■ Extract provided:
He said the court dismissed the appeal with no order as to cost and the panel unanimously affirmed the earlier decision of the High Court and the Court of Appeal.
He said even though there are no provisions to apostasy, there are provisions on matters of conversion to Islam which imply that the Sarawak Syariah Court has jurisdiction over apostasy.
He said Section 68 and 69 in the Majlis Islam Sarawak Ordinance could be deployed by the Sarawak Syariah Court to hear the matter pertaining to apostasy in Islam.
Other judges in the 5-man panel were Chief Judge of Malaya Justice Tan Sri Ahmad Maarop and Justices Tan Sri Hasan Lah, Tan Sri Jeffrey Tan and Tan Sri Ramly Ali.
On Monday, the court heard submissions from lawyers on whether the Sarawak Syariah Court possessed such powers when it is not expressly stated in the Syariah Court Ordinance 2001, as the question was raised by the four Sarawakians seeking a court order to nullify their status as Muslims, and compel the National Registration Department to recognise them as Christians.

■ Job 1:
According to the court report, which sections of the Majlis Islam Sarawak Ordinance could the Sarawak Syariah Court use to hear apostasy matters?

■ Available records:
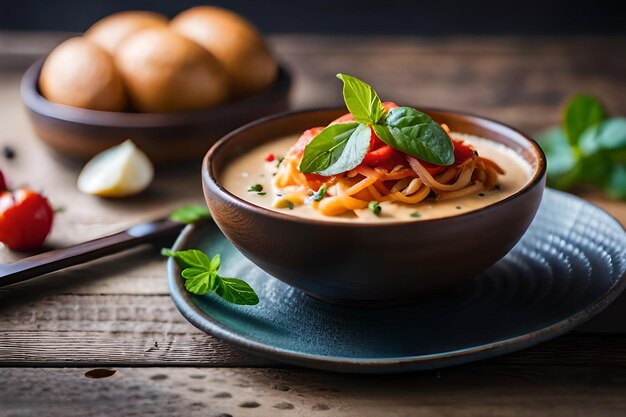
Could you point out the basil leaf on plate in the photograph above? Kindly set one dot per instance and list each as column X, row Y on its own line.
column 199, row 281
column 417, row 134
column 201, row 277
column 338, row 148
column 361, row 100
column 236, row 291
column 582, row 112
column 608, row 135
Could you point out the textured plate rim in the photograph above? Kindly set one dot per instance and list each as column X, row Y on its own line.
column 190, row 310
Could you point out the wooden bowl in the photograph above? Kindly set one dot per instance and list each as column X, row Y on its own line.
column 165, row 137
column 371, row 264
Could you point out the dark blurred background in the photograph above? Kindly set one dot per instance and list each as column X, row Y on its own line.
column 438, row 17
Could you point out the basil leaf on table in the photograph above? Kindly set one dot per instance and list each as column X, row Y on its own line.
column 336, row 149
column 608, row 135
column 615, row 185
column 361, row 100
column 582, row 112
column 416, row 134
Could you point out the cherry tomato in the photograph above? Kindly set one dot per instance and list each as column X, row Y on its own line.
column 25, row 219
column 3, row 184
column 462, row 151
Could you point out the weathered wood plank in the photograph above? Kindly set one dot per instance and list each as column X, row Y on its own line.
column 148, row 330
column 464, row 391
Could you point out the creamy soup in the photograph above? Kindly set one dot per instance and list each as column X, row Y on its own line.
column 253, row 168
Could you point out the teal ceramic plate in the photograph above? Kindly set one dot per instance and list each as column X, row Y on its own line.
column 568, row 266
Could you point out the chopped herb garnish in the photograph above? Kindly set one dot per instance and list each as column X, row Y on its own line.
column 321, row 193
column 374, row 207
column 200, row 275
column 190, row 214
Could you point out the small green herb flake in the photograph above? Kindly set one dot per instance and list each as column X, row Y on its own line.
column 190, row 214
column 374, row 207
column 201, row 276
column 321, row 193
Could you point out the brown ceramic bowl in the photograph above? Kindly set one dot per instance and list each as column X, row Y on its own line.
column 165, row 137
column 371, row 264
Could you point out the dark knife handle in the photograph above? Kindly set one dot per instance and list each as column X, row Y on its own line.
column 58, row 259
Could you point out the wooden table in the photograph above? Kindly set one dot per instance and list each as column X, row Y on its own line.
column 116, row 313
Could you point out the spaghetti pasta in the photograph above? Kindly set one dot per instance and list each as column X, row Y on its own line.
column 384, row 175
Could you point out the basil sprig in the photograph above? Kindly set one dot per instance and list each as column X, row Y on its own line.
column 341, row 147
column 588, row 148
column 201, row 276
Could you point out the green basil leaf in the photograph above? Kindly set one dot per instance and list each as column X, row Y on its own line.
column 200, row 284
column 236, row 291
column 361, row 100
column 190, row 214
column 415, row 133
column 615, row 186
column 199, row 281
column 608, row 135
column 582, row 112
column 215, row 263
column 561, row 159
column 326, row 147
column 338, row 148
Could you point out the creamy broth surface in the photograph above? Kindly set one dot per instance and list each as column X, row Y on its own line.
column 252, row 168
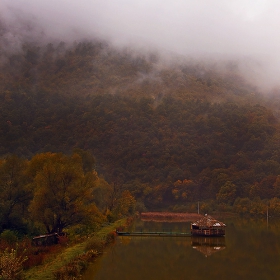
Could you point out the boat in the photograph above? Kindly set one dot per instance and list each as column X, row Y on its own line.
column 208, row 226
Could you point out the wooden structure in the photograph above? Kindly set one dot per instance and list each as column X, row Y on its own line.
column 154, row 233
column 208, row 226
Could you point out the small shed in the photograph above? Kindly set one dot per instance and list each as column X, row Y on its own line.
column 208, row 226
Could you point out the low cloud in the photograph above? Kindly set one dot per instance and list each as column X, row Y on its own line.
column 245, row 30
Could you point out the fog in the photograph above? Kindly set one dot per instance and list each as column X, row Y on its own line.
column 243, row 30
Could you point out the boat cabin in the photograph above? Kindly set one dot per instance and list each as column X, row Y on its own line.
column 208, row 226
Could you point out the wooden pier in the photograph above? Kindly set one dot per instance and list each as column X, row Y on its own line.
column 154, row 233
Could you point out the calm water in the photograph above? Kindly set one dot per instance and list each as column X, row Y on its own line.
column 250, row 250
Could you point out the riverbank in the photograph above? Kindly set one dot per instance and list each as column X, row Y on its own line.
column 169, row 217
column 72, row 261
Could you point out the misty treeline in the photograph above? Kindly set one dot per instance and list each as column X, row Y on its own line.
column 53, row 191
column 168, row 133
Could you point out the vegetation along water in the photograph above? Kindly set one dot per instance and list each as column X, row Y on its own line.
column 91, row 133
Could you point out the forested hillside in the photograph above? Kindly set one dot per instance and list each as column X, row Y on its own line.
column 172, row 131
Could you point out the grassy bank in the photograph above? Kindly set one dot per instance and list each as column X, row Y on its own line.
column 73, row 260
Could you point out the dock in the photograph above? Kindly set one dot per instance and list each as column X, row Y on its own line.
column 154, row 233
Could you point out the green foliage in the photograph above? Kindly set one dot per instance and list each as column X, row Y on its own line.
column 11, row 265
column 8, row 236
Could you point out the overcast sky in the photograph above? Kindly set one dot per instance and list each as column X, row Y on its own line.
column 220, row 27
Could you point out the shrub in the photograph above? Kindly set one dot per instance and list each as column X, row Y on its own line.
column 11, row 265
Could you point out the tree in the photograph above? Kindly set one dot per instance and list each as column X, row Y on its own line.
column 14, row 196
column 63, row 192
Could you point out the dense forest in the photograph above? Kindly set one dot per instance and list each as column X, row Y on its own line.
column 167, row 130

■ Job 2:
In the records, rename "riverbank" to "shoreline" in the part that opens with the line containing "Could you point out the riverbank" and closes with the line containing "column 72, row 261". Reproduce only that part, with nothing else changed.

■ Correct answer 1:
Sections 68 and 69.

■ Correct answer 2:
Could you point out the shoreline in the photograph above? Kindly set one dot per instance and list each as column X, row Y on its own line.
column 169, row 217
column 72, row 261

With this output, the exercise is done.